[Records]
·····
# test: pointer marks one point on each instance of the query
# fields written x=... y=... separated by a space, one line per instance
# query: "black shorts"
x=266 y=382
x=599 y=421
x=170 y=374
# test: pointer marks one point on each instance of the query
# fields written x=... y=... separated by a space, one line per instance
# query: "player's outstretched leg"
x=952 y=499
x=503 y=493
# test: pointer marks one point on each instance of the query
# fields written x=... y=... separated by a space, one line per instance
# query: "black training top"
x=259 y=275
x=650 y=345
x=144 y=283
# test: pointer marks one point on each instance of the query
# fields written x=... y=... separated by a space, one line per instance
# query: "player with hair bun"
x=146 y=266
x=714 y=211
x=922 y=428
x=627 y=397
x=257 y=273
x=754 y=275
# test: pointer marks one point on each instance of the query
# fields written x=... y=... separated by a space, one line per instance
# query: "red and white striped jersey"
·····
[Work required] Select every line of the entries above that contains the word "black". Matching is case-sensitive.

[Exercise answer]
# query: "black shorts"
# query: "black training top"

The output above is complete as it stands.